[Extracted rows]
□ □ □ □ □
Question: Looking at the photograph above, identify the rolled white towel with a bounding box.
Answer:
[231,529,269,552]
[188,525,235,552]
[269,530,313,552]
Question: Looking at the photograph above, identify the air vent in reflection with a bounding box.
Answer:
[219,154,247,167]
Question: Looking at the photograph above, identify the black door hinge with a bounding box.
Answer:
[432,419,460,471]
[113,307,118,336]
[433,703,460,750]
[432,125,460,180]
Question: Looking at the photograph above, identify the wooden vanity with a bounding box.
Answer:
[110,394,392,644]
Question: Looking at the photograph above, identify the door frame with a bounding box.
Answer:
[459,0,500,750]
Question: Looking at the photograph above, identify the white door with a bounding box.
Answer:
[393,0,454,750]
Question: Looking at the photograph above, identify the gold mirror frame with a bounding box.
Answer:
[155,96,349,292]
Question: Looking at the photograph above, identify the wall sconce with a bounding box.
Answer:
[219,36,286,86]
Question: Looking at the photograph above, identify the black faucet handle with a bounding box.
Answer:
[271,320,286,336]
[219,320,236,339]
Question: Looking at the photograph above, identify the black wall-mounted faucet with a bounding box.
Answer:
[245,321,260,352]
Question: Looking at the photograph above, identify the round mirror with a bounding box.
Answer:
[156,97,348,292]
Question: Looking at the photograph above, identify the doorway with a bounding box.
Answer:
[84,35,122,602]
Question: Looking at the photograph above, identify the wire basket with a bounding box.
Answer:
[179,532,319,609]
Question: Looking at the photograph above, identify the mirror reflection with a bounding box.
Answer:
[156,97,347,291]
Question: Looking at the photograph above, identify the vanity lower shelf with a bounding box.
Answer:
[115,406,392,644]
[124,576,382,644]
□ □ □ □ □
_PROBLEM DESCRIPTION_
Convert the rows above into a JSON list of strings with one string per line, leaving out any blank lines.

_SOLUTION FOR THIS EXERCISE_
[
  "Question: Looking at the photograph above, identify the rolled white towel with a bounding box.",
  "Answer:",
  "[231,529,269,552]",
  "[188,525,235,552]",
  "[269,530,313,552]",
  "Question: Looking at the photograph above, identify the air vent in reflection with a bounding box.",
  "Answer:",
  "[219,154,247,167]",
  "Question: Looking at the photograph above, identify the black door hinge with a bounding box.",
  "Answer:",
  "[432,419,460,471]",
  "[113,307,118,336]",
  "[433,703,460,750]",
  "[432,125,460,180]",
  "Question: Looking at the photograph above, identify the wooden vanity with a bounding box.",
  "Answer:",
  "[110,394,392,644]",
  "Question: Looking at the photograph above, identify the door frame with a bounding box.",
  "Answer:",
  "[459,0,500,750]",
  "Question: Looking at the photograph above, identify the white door with a bounding box.",
  "Answer:",
  "[393,0,454,750]",
  "Question: Looking at the photograph above, identify the gold mirror frame with a bounding box.",
  "Answer:",
  "[155,96,349,292]",
  "Question: Looking at the photograph above, identify the wall sconce with a bounding box.",
  "Answer:",
  "[219,36,286,86]",
  "Question: Looking at the photograph above, identify the black faucet handle with a bounding box.",
  "Answer:",
  "[271,320,286,336]",
  "[219,320,236,339]",
  "Question: Looking at the photograph above, identify the black wall-mounted faucet with a bounding box.",
  "Answer:",
  "[245,321,260,352]",
  "Question: Looking at the photograph above, identify the round mirror with a bounding box.",
  "Answer:",
  "[156,97,348,292]",
  "Question: Looking at the photograph above, identify the doorway with a bounding box.",
  "Answer:",
  "[84,35,122,602]",
  "Question: Looking at the photograph above, identify the wire basket with a bounding box.",
  "Answer:",
  "[179,532,319,609]",
  "Question: Looking at the photograph above, identify the mirror reflection with a bounding box.",
  "Answer:",
  "[156,97,347,291]",
  "Question: Looking at the photograph above, identify the vanity lower shelf with a bounding box.",
  "Answer:",
  "[115,406,392,644]",
  "[124,576,382,644]"
]